Stored data entries

┏━━

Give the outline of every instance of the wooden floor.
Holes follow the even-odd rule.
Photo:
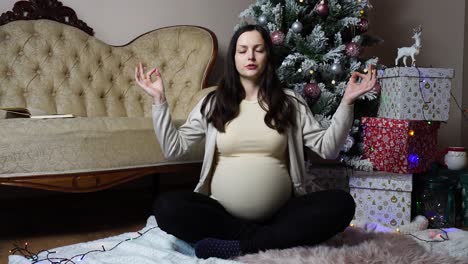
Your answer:
[[[161,182],[160,192],[193,190],[195,184],[168,182]],[[26,242],[31,252],[38,252],[137,231],[146,225],[154,199],[151,185],[86,194],[0,188],[25,196],[0,199],[0,264],[8,263],[9,250]],[[28,191],[34,196],[28,197]]]

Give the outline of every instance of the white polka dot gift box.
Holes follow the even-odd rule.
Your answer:
[[[378,117],[447,121],[453,69],[393,67],[378,72]]]
[[[400,227],[411,222],[412,174],[354,171],[350,194],[356,202],[354,220]]]

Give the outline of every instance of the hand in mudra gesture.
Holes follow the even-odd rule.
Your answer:
[[[166,101],[164,94],[164,84],[161,78],[161,73],[157,68],[144,72],[145,67],[139,63],[135,68],[135,81],[138,85],[145,90],[145,92],[153,97],[156,104],[161,104]],[[152,76],[154,75],[154,81]]]
[[[367,74],[359,72],[351,74],[351,78],[349,78],[348,85],[343,94],[343,101],[345,103],[353,104],[359,96],[374,88],[377,81],[377,71],[372,68],[372,65],[369,65],[367,70]],[[360,82],[358,82],[358,78],[361,78]]]

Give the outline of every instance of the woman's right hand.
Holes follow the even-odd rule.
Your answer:
[[[153,74],[155,76],[154,81],[152,80]],[[161,73],[157,68],[153,68],[145,74],[143,64],[139,63],[135,68],[135,81],[147,94],[153,97],[154,104],[162,104],[166,102],[164,84],[161,78]]]

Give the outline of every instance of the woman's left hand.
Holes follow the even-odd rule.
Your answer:
[[[361,82],[357,81],[358,78],[361,78]],[[376,81],[377,71],[372,68],[372,65],[369,65],[367,74],[353,72],[351,78],[349,78],[342,101],[349,105],[354,104],[354,101],[356,101],[359,96],[374,88]]]

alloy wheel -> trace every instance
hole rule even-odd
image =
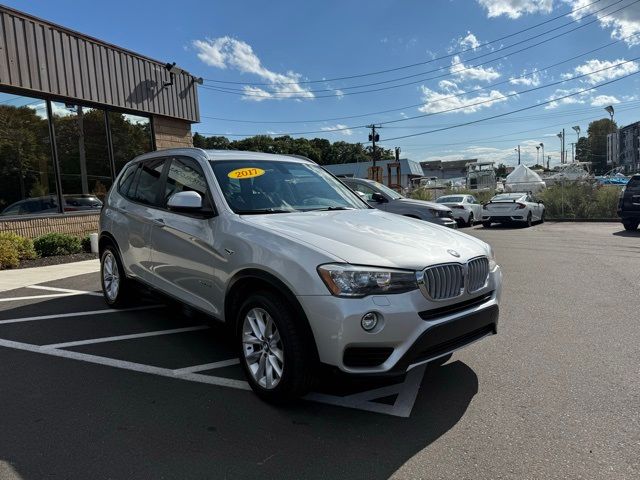
[[[120,271],[118,262],[111,252],[107,252],[102,260],[102,285],[107,298],[114,301],[120,290]]]
[[[242,351],[255,382],[267,390],[276,388],[282,379],[284,352],[278,327],[266,310],[256,307],[245,315]]]

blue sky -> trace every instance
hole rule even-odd
[[[571,127],[578,125],[585,132],[590,121],[607,115],[606,105],[614,104],[619,125],[640,120],[638,74],[492,121],[394,140],[549,102],[636,72],[638,0],[5,3],[147,56],[175,61],[203,77],[202,122],[193,128],[203,134],[240,138],[231,134],[318,131],[305,136],[366,142],[368,132],[361,126],[376,122],[383,123],[382,145],[400,146],[403,156],[415,160],[480,158],[513,164],[519,144],[523,160],[531,164],[535,145],[543,142],[553,165],[559,161],[556,133],[563,127],[568,146],[575,141]],[[569,15],[553,20],[563,14]],[[510,47],[514,43],[518,45]],[[515,52],[520,49],[524,51]],[[433,60],[442,56],[446,58]],[[365,75],[416,63],[423,64]],[[352,75],[365,76],[327,80]],[[569,80],[576,75],[583,76]],[[386,83],[360,86],[377,82]],[[350,94],[381,87],[385,89]],[[393,111],[373,114],[388,110]],[[420,117],[406,118],[414,116]],[[384,124],[390,121],[397,122]]]

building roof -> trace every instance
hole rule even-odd
[[[395,160],[379,160],[376,162],[376,165],[383,167],[383,169],[386,171],[387,164],[394,162]],[[334,175],[353,175],[354,177],[358,178],[367,178],[368,168],[372,165],[373,162],[355,162],[335,163],[332,165],[325,165],[324,167]],[[402,175],[423,175],[420,163],[408,158],[400,159],[400,173]]]
[[[477,158],[467,160],[450,160],[447,162],[443,162],[442,160],[427,160],[425,162],[420,162],[420,165],[422,165],[422,168],[426,170],[438,170],[440,167],[442,167],[443,170],[460,170],[466,168],[467,163],[475,163],[477,161]]]

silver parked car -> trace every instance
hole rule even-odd
[[[360,194],[372,207],[405,217],[419,218],[427,222],[456,228],[453,212],[446,205],[424,200],[414,200],[373,180],[364,178],[340,178],[349,188]]]
[[[453,211],[453,218],[468,227],[482,219],[482,204],[473,195],[444,195],[436,203],[449,207]]]
[[[373,209],[306,159],[142,155],[107,196],[99,245],[109,305],[140,282],[225,322],[271,401],[304,394],[320,364],[402,374],[497,332],[489,245]]]

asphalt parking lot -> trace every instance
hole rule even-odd
[[[640,476],[640,232],[475,227],[500,331],[404,379],[261,402],[222,329],[95,274],[0,293],[0,478]]]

┗━━

* [Problem details] Whenever a line of the data includes the word "instance", show that line in full.

* [Result of the task]
Give the outline of every instance of the wooden floor.
Give the outline of every instance of the white polka dot gift box.
Give the outline of every instance of the hand in mudra gesture.
Give the outline of every instance of the woman's right hand.
Give the outline of every instance of the woman's left hand.
alloy wheel -> trace every instance
blue sky -> trace every instance
building roof -> trace every instance
silver parked car -> trace every instance
asphalt parking lot -> trace every instance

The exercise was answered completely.